- Exercise brief: Can you extend the discussion of canonical panel links on NHS hub pages, shown below, picking up right after its final sentence?

The hub pages were working well to give people an idea of where to go (they work really well to route people, even several hub layers deep). People returned to them to 'reset' themselves. (Lab 4)

We have validated our consistent design approach. People are able to move up, down and sideways around the content. This is validation that the design decisions we have made are effective in helping people move around to different parts of the site. (Lab 5)

The canonical links have since gone live on the Coronavirus hub https://www.nhs.uk/conditions/coronavirus-covid-19/ alongside top task and external links. From looking at analytics - we've found the visual hierarchy of links working well; users are flowing through the structure, from level 1 to the lowest content page. We've also seen an even spread of clicks and visits - especially on the level 1 hub page - suggesting that the canonical links aren't too prominent, not overshadowing top tasks or external links at the bottom of the page.

mikemonteith commented 4 years ago

Could we call it something else? "Canonical link" is already a term commonly used in web development to mean something else, so it could get confusing.

Sorry to be making the first comment on this comprehensive ticket with something fairly minor!

bencullimore commented 4 years ago

Could we call it something else? "Canonical link" is already a term commonly used in web development to mean something else, so it could get confusing.

Sorry to be making the first comment on this comprehensive ticket with something fairly minor!

  • Canonical panel?
  • Canonical panel link?
  • ...?

fair point, name changed to "Canonical panel link" done

beccagorton182 commented 3 years ago

We tested these in our main hub page navigation. Users have acted similarly to the way they did in your labs @bencullimore. Users read the short blurbs in the boxes to make their decision on where they expect to find the information we asked them to find. They worked really well on our main hub, and we used 8 on the page. This seems to be an acceptable number.

- Saved entries:
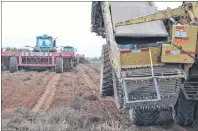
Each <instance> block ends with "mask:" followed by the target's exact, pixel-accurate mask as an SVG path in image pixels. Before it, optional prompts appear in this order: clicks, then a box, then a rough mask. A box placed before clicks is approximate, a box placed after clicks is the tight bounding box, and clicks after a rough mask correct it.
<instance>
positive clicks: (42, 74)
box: [2, 72, 51, 111]
mask: <svg viewBox="0 0 198 131" xmlns="http://www.w3.org/2000/svg"><path fill="white" fill-rule="evenodd" d="M19 73H20V75H17V76H15V77H12V79H11V82H10V83H9V86H8V87H6V88H5V89H4V90H2V93H3V98H2V99H3V100H2V103H3V105H2V107H3V109H2V110H3V111H7V110H14V109H15V108H16V106H17V105H22V106H24V107H26V108H28V109H31V108H32V106H34V105H35V103H36V101H37V99H38V98H39V97H40V95H41V94H42V92H43V91H42V90H43V89H42V88H44V87H45V83H46V82H45V81H47V80H48V79H49V78H50V77H49V76H50V75H51V74H49V75H47V76H46V75H45V74H44V73H38V74H37V77H36V78H35V75H36V73H35V72H27V73H26V72H25V73H26V75H24V74H25V73H24V72H19ZM24 76H25V77H27V76H31V80H29V81H25V82H27V84H28V87H21V84H23V83H24V80H23V79H24V78H25V77H24ZM39 78H42V79H41V80H42V81H44V82H43V83H41V85H39V87H37V85H36V81H38V80H39ZM13 81H15V84H13Z"/></svg>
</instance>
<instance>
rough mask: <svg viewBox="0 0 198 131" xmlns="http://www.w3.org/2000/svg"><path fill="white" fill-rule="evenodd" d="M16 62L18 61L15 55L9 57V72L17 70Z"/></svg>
mask: <svg viewBox="0 0 198 131" xmlns="http://www.w3.org/2000/svg"><path fill="white" fill-rule="evenodd" d="M17 63H18V59H17V57H15V56H13V57H10V65H9V67H10V72H11V73H13V72H16V71H18V66H17Z"/></svg>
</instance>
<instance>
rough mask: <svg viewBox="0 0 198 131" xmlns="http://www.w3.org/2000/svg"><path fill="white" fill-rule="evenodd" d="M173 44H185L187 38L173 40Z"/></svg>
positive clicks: (187, 40) (182, 38)
mask: <svg viewBox="0 0 198 131" xmlns="http://www.w3.org/2000/svg"><path fill="white" fill-rule="evenodd" d="M174 42H175V43H177V44H185V43H187V42H188V38H175V39H174Z"/></svg>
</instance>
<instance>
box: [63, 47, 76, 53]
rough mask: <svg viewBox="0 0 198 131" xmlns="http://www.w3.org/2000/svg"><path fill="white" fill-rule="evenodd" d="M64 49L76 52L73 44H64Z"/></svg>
mask: <svg viewBox="0 0 198 131" xmlns="http://www.w3.org/2000/svg"><path fill="white" fill-rule="evenodd" d="M63 51H65V52H76V49H75V48H74V47H72V46H64V47H63Z"/></svg>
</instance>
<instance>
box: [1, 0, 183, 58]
mask: <svg viewBox="0 0 198 131" xmlns="http://www.w3.org/2000/svg"><path fill="white" fill-rule="evenodd" d="M155 4H156V6H157V7H158V9H160V10H162V9H166V8H167V7H171V8H175V7H178V6H180V5H181V2H156V3H155ZM90 25H91V2H2V46H3V47H8V46H10V47H24V46H25V45H30V46H34V45H35V43H36V36H38V35H42V34H48V35H51V36H53V37H58V39H57V46H62V45H71V46H74V47H75V48H77V50H78V51H79V52H80V53H82V54H85V55H86V56H88V57H93V56H100V54H101V46H102V44H105V39H102V38H101V37H99V36H96V34H95V33H90Z"/></svg>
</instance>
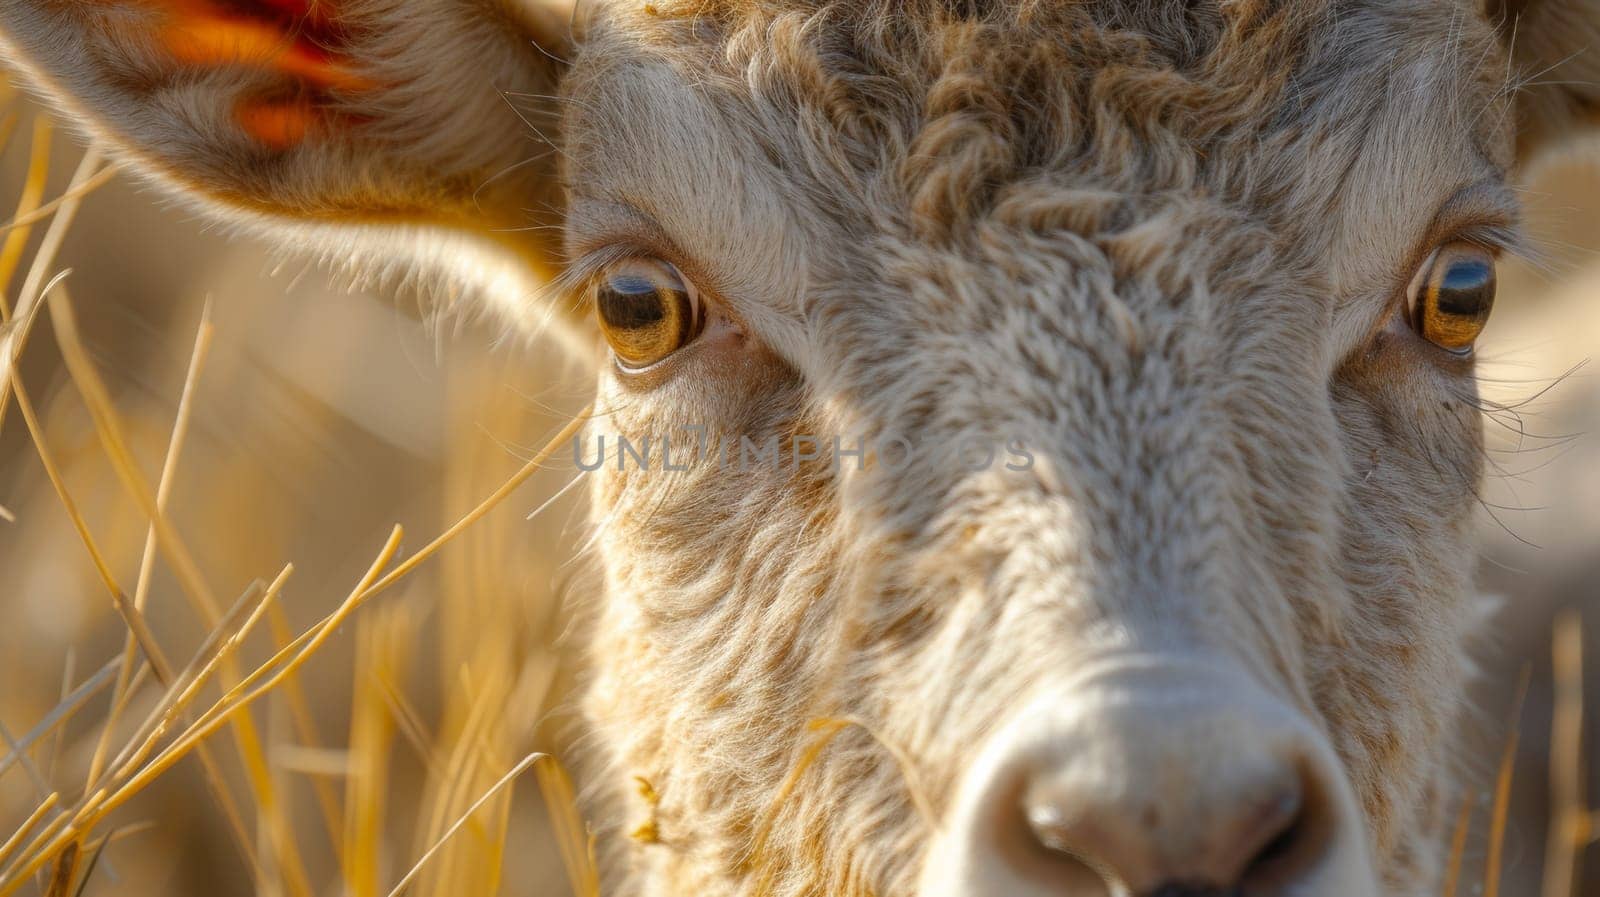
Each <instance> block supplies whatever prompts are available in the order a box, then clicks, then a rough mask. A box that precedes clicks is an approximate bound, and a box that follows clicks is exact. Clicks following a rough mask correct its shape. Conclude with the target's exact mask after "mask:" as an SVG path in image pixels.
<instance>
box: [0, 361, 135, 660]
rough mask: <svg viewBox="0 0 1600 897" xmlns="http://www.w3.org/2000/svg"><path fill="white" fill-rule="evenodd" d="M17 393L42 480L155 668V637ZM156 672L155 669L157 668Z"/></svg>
mask: <svg viewBox="0 0 1600 897" xmlns="http://www.w3.org/2000/svg"><path fill="white" fill-rule="evenodd" d="M10 382H11V385H13V387H14V390H16V406H18V409H19V411H21V413H22V421H24V422H26V424H27V432H29V435H30V437H32V438H34V448H35V451H37V452H38V460H40V465H43V468H45V476H46V478H48V480H50V484H51V486H53V488H54V489H56V499H58V500H59V502H61V507H62V508H64V510H66V512H67V518H69V520H70V521H72V528H74V529H75V531H77V534H78V539H80V540H82V542H83V547H85V548H86V550H88V553H90V563H93V564H94V572H96V574H99V577H101V582H102V584H104V585H106V590H107V592H109V593H110V600H112V606H115V608H117V612H118V614H120V616H122V619H123V622H125V624H126V625H128V632H130V633H131V635H133V638H134V641H138V643H139V651H142V652H144V656H146V657H147V659H150V662H152V664H154V662H155V659H157V657H160V654H162V652H160V648H158V646H157V643H155V635H154V633H152V632H150V627H149V624H146V620H144V614H141V612H139V609H138V608H134V606H133V603H131V601H130V600H128V593H126V592H123V590H122V585H118V584H117V577H115V576H112V572H110V566H109V564H107V563H106V555H102V553H101V550H99V545H98V544H96V542H94V536H91V534H90V528H88V523H86V521H85V520H83V515H82V513H80V512H78V504H77V502H75V500H74V499H72V494H70V492H69V491H67V483H66V478H64V476H62V475H61V468H59V467H58V465H56V460H54V454H51V451H50V445H48V443H46V441H45V429H43V425H40V422H38V414H37V413H35V411H34V403H32V400H29V397H27V390H26V389H22V381H21V379H19V377H18V379H13V381H10ZM157 668H158V667H157Z"/></svg>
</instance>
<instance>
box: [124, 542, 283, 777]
mask: <svg viewBox="0 0 1600 897" xmlns="http://www.w3.org/2000/svg"><path fill="white" fill-rule="evenodd" d="M293 572H294V564H285V568H283V571H282V572H278V576H277V579H274V580H272V585H267V587H266V588H262V587H261V584H251V587H250V588H246V590H245V593H243V595H242V596H240V598H238V601H237V603H235V604H234V608H230V609H229V612H227V616H226V617H224V619H222V622H221V624H219V625H218V628H214V630H211V635H208V636H206V640H205V643H202V644H200V649H198V651H195V656H194V659H192V660H190V662H189V665H187V667H184V670H182V672H181V673H178V675H176V676H174V678H173V680H171V686H170V688H168V689H166V694H165V696H162V700H160V702H158V704H157V705H155V708H154V710H152V712H150V715H149V718H147V720H146V723H144V724H142V726H139V731H138V732H136V736H134V739H131V740H130V748H131V745H134V744H138V745H141V747H139V748H136V750H131V751H128V750H125V751H123V755H118V756H117V761H115V763H114V767H115V769H117V774H115V779H126V777H128V775H130V774H131V769H133V767H134V766H138V764H139V763H142V761H144V758H146V756H149V753H150V751H152V750H154V748H155V745H157V744H158V742H160V740H162V737H163V736H165V734H166V732H168V731H170V728H171V724H173V723H174V721H178V718H181V716H182V715H184V712H186V710H189V705H190V704H192V702H194V699H195V697H198V694H200V689H202V688H205V684H206V683H208V681H210V678H211V675H213V673H214V672H216V670H218V667H221V665H222V664H224V662H226V660H227V657H229V656H230V654H232V652H234V651H235V649H237V648H238V644H240V643H243V640H245V636H248V635H250V630H253V628H254V625H256V622H258V620H259V619H261V614H262V611H266V608H267V604H270V603H274V600H275V598H277V595H278V593H280V592H282V590H283V584H285V582H286V580H288V577H290V576H291V574H293ZM163 664H165V660H163ZM96 783H99V782H96Z"/></svg>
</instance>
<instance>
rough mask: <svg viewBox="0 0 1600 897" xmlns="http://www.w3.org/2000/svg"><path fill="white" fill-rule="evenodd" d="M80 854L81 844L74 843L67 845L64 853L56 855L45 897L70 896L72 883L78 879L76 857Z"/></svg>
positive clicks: (50, 875)
mask: <svg viewBox="0 0 1600 897" xmlns="http://www.w3.org/2000/svg"><path fill="white" fill-rule="evenodd" d="M82 854H83V847H82V844H78V843H77V841H74V843H70V844H67V849H66V851H61V854H59V855H56V862H54V868H51V870H50V884H48V886H46V887H45V897H69V895H70V894H72V883H74V881H77V878H78V857H80V855H82Z"/></svg>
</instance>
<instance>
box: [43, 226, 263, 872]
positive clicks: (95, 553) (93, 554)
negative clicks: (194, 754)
mask: <svg viewBox="0 0 1600 897" xmlns="http://www.w3.org/2000/svg"><path fill="white" fill-rule="evenodd" d="M58 221H59V219H58ZM11 384H13V385H14V389H16V403H18V409H21V411H22V421H24V422H26V424H27V430H29V435H30V437H32V438H34V446H35V449H37V451H38V457H40V462H42V465H43V467H45V475H46V476H48V478H50V483H51V486H54V489H56V497H58V499H59V500H61V505H62V507H64V508H66V512H67V516H69V518H70V520H72V524H74V528H75V529H77V532H78V537H80V539H82V540H83V545H85V548H86V550H88V553H90V558H91V561H93V564H94V569H96V572H98V574H99V576H101V580H102V582H104V584H106V588H107V590H109V592H110V596H112V604H114V606H115V608H117V612H118V614H120V616H122V619H123V622H125V624H126V625H128V632H130V633H131V635H133V636H134V641H138V644H139V649H141V651H142V652H144V656H146V659H147V660H149V662H150V667H152V668H154V670H155V673H157V678H158V680H160V681H162V683H163V684H168V683H170V681H171V672H170V667H168V665H166V660H165V656H163V652H162V649H160V644H158V643H157V641H155V635H154V633H152V632H150V628H149V625H147V624H146V620H144V614H141V612H139V609H138V608H134V606H133V603H131V601H128V596H126V593H125V592H123V590H122V587H120V585H118V584H117V579H115V577H114V576H112V572H110V569H109V566H107V564H106V560H104V555H102V553H101V552H99V547H98V545H96V542H94V537H93V536H91V534H90V529H88V524H86V523H85V520H83V516H82V513H78V508H77V502H75V500H74V499H72V494H70V492H69V491H67V488H66V481H64V478H62V476H61V472H59V468H58V467H56V464H54V457H53V456H51V452H50V448H48V445H46V443H45V432H43V427H42V425H40V422H38V416H37V413H35V411H34V403H32V401H30V400H29V395H27V390H26V389H24V387H22V381H21V379H14V381H11ZM200 763H202V766H203V769H205V777H206V783H208V785H210V788H211V791H213V793H214V795H216V798H218V803H219V804H221V807H222V812H224V815H226V817H227V820H229V827H230V830H232V831H234V838H235V841H237V843H238V844H240V849H242V851H243V852H245V857H246V859H248V860H250V863H251V867H256V854H254V849H253V846H251V841H250V836H248V833H246V830H245V817H243V814H242V812H240V811H238V804H237V803H235V801H234V796H232V793H230V791H229V790H227V785H226V779H224V777H222V772H221V767H219V766H218V764H216V759H214V758H213V756H211V755H210V751H202V753H200Z"/></svg>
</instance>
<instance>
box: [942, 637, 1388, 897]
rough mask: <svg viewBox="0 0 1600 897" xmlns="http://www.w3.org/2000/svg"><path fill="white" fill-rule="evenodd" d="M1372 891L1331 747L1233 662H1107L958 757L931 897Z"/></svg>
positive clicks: (1359, 891)
mask: <svg viewBox="0 0 1600 897" xmlns="http://www.w3.org/2000/svg"><path fill="white" fill-rule="evenodd" d="M1107 892H1109V894H1117V895H1123V894H1131V895H1138V897H1182V895H1187V897H1202V895H1208V897H1210V895H1216V897H1221V895H1235V894H1248V895H1250V897H1277V895H1288V894H1294V895H1306V897H1333V895H1339V897H1358V895H1360V897H1368V895H1373V894H1376V883H1374V881H1373V871H1371V863H1370V860H1368V855H1366V846H1365V836H1363V828H1362V825H1360V820H1358V815H1357V811H1355V803H1354V796H1352V795H1350V791H1349V787H1347V785H1346V783H1344V779H1342V775H1341V774H1339V763H1338V759H1336V758H1334V756H1333V751H1331V750H1330V748H1328V745H1326V744H1325V739H1323V737H1322V736H1320V734H1318V732H1317V731H1315V729H1314V728H1312V726H1310V724H1309V723H1307V721H1306V720H1304V718H1302V716H1301V715H1299V713H1298V712H1294V710H1293V708H1290V707H1288V705H1285V704H1282V702H1280V700H1277V699H1274V697H1270V696H1267V694H1266V692H1264V691H1262V689H1261V688H1259V686H1254V683H1253V681H1250V680H1248V678H1246V676H1245V675H1243V673H1234V672H1229V670H1226V668H1218V667H1211V665H1200V664H1195V665H1189V664H1174V662H1171V660H1168V659H1152V660H1138V662H1133V660H1128V659H1123V660H1120V662H1117V664H1115V665H1106V667H1102V668H1099V670H1098V672H1094V673H1091V675H1088V676H1083V678H1078V680H1074V683H1072V684H1070V686H1062V689H1061V692H1058V694H1048V696H1043V697H1040V699H1037V700H1035V702H1032V704H1030V705H1029V707H1027V708H1026V710H1024V712H1021V713H1019V715H1018V716H1016V718H1014V720H1013V723H1010V724H1008V726H1006V728H1005V729H1003V731H1002V732H1000V734H998V736H997V739H995V740H994V742H992V744H990V745H989V747H987V748H986V750H984V751H982V755H981V758H979V761H978V763H976V764H974V767H973V769H971V771H970V775H968V779H966V780H965V782H963V785H962V788H960V793H958V796H957V801H955V807H954V811H952V817H950V819H949V820H947V823H946V828H944V831H942V835H941V838H939V841H938V843H936V844H934V846H933V847H931V851H930V859H928V865H926V867H925V870H923V883H922V894H923V895H925V897H955V895H960V897H987V895H995V897H998V895H1002V894H1005V895H1008V897H1078V895H1094V894H1107Z"/></svg>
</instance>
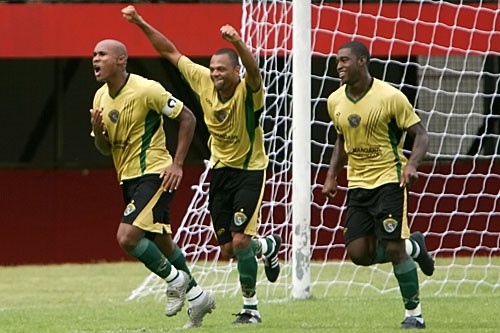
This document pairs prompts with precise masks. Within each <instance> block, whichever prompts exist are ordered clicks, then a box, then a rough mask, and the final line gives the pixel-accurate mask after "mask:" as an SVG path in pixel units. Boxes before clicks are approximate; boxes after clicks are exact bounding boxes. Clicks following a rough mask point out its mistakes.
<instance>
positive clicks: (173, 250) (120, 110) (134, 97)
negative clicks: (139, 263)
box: [90, 39, 215, 326]
mask: <svg viewBox="0 0 500 333" xmlns="http://www.w3.org/2000/svg"><path fill="white" fill-rule="evenodd" d="M127 59H128V55H127V50H126V47H125V45H124V44H123V43H121V42H119V41H117V40H110V39H107V40H103V41H100V42H99V43H97V45H96V46H95V49H94V57H93V60H92V63H93V68H94V74H95V77H96V79H97V81H99V82H104V83H105V84H104V85H103V86H102V87H101V88H100V89H98V90H97V92H96V93H95V96H94V102H93V108H92V109H91V110H90V118H91V124H92V135H93V137H94V142H95V145H96V147H97V149H98V150H99V151H100V152H101V153H102V154H104V155H112V157H113V162H114V165H115V168H116V172H117V177H118V181H119V182H120V185H121V188H122V192H123V198H124V201H125V204H126V208H125V210H124V212H123V216H122V220H121V223H120V225H119V227H118V231H117V235H116V238H117V240H118V243H119V244H120V246H121V247H122V248H123V250H125V251H126V252H127V253H128V254H129V255H131V256H132V257H135V258H137V259H138V260H139V261H141V262H142V263H144V265H145V266H146V267H147V268H148V269H149V270H150V271H151V272H153V273H155V274H156V275H158V276H159V277H161V278H162V279H164V280H165V281H166V282H167V305H166V309H165V314H166V315H167V316H174V315H175V314H177V313H178V312H179V311H180V310H181V309H182V306H183V304H184V300H185V298H186V297H187V298H188V299H189V301H190V309H191V311H192V312H193V313H196V314H197V316H194V317H193V316H190V321H189V323H188V324H190V326H200V325H201V322H202V320H203V316H204V315H205V314H207V313H209V312H211V311H212V309H213V308H214V307H215V301H214V300H213V298H212V297H211V296H210V295H209V294H207V293H206V292H205V291H203V290H202V289H201V288H200V287H199V286H198V285H197V283H196V281H195V280H194V278H193V277H192V276H191V273H190V270H189V268H188V267H187V265H186V259H185V257H184V254H183V253H182V251H181V250H180V249H179V247H178V246H177V244H176V243H175V242H174V241H173V240H172V235H171V233H172V231H171V227H170V210H169V206H170V202H171V201H172V199H173V196H174V193H175V190H176V189H177V188H178V187H179V184H180V182H181V180H182V176H183V170H182V168H183V164H184V160H185V158H186V155H187V152H188V148H189V145H190V144H191V141H192V139H193V134H194V130H195V126H196V118H195V117H194V115H193V113H192V112H191V110H189V109H188V108H187V107H186V106H184V104H183V103H182V102H181V101H180V100H178V99H176V98H175V97H174V96H172V94H170V93H169V92H168V91H166V90H165V89H164V88H163V87H162V86H161V85H160V84H159V83H158V82H156V81H152V80H148V79H145V78H143V77H141V76H139V75H135V74H130V73H128V72H127V69H126V66H127ZM163 116H167V117H169V118H172V119H176V120H178V121H179V134H178V144H177V150H176V153H175V156H174V157H172V156H171V155H170V153H169V151H168V150H167V148H166V147H165V132H164V129H163Z"/></svg>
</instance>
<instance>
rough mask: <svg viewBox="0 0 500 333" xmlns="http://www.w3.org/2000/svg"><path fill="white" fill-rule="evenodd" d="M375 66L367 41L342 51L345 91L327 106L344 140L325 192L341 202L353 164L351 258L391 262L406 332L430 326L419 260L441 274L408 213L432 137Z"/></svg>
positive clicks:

- Answer to this exercise:
Propose: As I described on #260 we believe there is a need for a variant of this component. For visual difference on our first level deep from the main hub page, we used this variant of the canonical panel link that removes the white background and icon, similar to the design used on the NHS services page lower down. We think there is strong justification for this variant as users recognise this as visually different, and really helpful in scanning description content in order to make decisions. Screenshot 2020-12-11 at 14 52 36

BrieWhyatt commented 2 years ago

In a recent round of user research, the IA team have evaluated using a Main topic hub #260 for a potential new symptoms hub. For example: Screenshot 2022-02-14 at 11 23 17 Screenshot 2022-02-14 at 11 23 23 Screenshot 2022-02-14 at 11 23 32

We found that:

  1. The groupings made users feel as if the hub was comprehensive
  2. Users understood they would find multiple 'symptoms' behind each grouping
  3. The title and description on the cards helped users to understand what was in each group
BrieWhyatt commented 2 years ago

Updated the title of this issue to 'Card with arrow'. This reflects a (now fairly old) discussion from this year with content designers and front end developers to simplify the name of the component to help people identify it and use it correctly.

sarawilcox commented 1 year ago

There have been some questions about the placement of the chevron and whether it should be aligned vertically (top right).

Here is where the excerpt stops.